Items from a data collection
· · · · · · ·

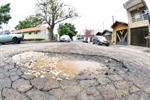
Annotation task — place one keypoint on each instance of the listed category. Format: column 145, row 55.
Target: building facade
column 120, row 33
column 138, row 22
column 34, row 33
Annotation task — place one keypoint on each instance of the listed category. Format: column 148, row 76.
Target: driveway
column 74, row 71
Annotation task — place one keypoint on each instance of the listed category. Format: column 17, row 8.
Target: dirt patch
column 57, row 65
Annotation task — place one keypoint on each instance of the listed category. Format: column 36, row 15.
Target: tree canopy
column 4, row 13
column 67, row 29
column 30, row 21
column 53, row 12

· · · · · · ·

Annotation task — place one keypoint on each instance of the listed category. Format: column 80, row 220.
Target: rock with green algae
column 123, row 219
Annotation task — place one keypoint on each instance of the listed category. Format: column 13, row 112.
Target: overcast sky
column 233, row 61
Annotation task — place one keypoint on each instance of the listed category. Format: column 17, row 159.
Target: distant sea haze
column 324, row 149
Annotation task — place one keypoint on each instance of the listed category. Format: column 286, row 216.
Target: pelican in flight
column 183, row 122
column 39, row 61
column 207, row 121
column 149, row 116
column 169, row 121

· · · · · · ·

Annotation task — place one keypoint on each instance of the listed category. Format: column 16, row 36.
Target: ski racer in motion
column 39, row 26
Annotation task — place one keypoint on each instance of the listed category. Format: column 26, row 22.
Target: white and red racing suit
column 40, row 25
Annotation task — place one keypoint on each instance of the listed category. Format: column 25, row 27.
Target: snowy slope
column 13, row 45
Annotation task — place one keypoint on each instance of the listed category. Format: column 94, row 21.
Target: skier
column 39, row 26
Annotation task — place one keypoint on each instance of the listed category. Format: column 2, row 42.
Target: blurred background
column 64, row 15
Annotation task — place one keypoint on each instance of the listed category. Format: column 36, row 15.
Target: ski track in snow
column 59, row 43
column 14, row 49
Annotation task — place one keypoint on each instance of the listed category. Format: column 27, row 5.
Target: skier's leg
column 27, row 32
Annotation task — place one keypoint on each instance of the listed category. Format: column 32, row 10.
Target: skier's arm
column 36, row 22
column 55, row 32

· · · · · · ·

== GIVEN TASK ==
Convert the lines above into a Markdown table, beginning with the line containing "286, row 216." and continuing through the line containing "column 169, row 121". Use the columns No. and Line, number each row, and omit blank lines.

== FULL RESPONSE ==
| No. | Line |
|---|---|
| 1 | Annotation task — place one keypoint on each instance of the listed category. Format: column 286, row 216. |
| 2 | Target: pelican in flight |
| 3 | column 183, row 122 |
| 4 | column 39, row 61 |
| 5 | column 207, row 121 |
| 6 | column 149, row 116 |
| 7 | column 169, row 121 |